_Problem to work on:_ Copy every one of the records below line for line, changing nothing.

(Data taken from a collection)
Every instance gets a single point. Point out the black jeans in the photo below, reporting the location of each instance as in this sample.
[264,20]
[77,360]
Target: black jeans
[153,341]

_Output for this exercise:_
Every instance gets a single point. Point out the black jeans in the photo below, reporting the location of each instance as in this sample.
[264,20]
[77,360]
Target: black jeans
[153,341]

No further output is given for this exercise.